--- START ---

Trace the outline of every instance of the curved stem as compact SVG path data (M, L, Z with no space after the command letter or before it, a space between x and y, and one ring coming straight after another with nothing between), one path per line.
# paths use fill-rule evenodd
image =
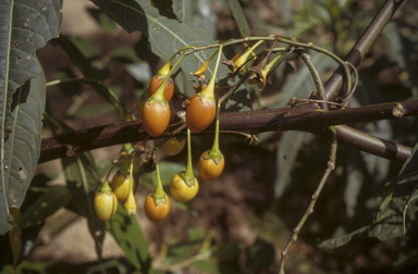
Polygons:
M402 112L404 113L403 116L418 115L418 100L327 112L317 111L319 107L316 103L306 103L291 109L221 113L219 129L220 132L232 130L250 135L272 130L303 130L328 137L329 134L322 130L327 126L379 120L397 120L401 116L394 115L394 113L399 109L399 105L404 110ZM144 141L146 138L165 138L171 136L171 132L176 129L171 128L169 133L160 137L150 138L144 130L140 121L130 121L66 133L41 140L38 162L42 163L113 145ZM214 128L209 126L204 132L194 135L204 135L213 130ZM340 144L352 146L392 161L404 162L411 152L409 147L377 138L344 125L336 127L336 135Z
M161 202L165 203L165 192L162 189L162 183L160 177L160 167L159 167L159 159L158 159L158 148L156 148L156 173L157 173L157 188L156 191L152 192L153 202L159 204Z
M310 203L309 203L308 208L306 209L305 214L302 216L302 219L299 220L299 223L293 229L292 236L288 239L286 247L283 249L283 251L281 253L282 260L280 261L279 274L284 274L284 261L285 261L286 254L288 252L288 249L291 248L292 244L297 240L299 232L300 232L302 227L304 226L308 216L310 214L312 214L315 204L318 200L319 195L321 194L323 186L325 185L327 178L329 177L331 172L335 169L335 158L336 158L336 147L337 147L335 128L331 127L330 132L332 133L332 144L331 144L331 152L330 152L330 158L328 161L327 170L323 173L321 180L318 184L317 189L315 190L314 195L311 196Z
M187 186L195 184L195 174L193 173L192 164L192 141L190 141L190 129L187 128L187 166L186 171L182 174L182 177Z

--- END ---

The problem
Collect each line of the data above that contains the word "every".

Answer below
Trace the outline of every instance of the curved stem as compact SVG path data (M, L, Z with no space after the command letter or before it, a space between x and y, and one ring coming straight after another with nothing between), one path per line.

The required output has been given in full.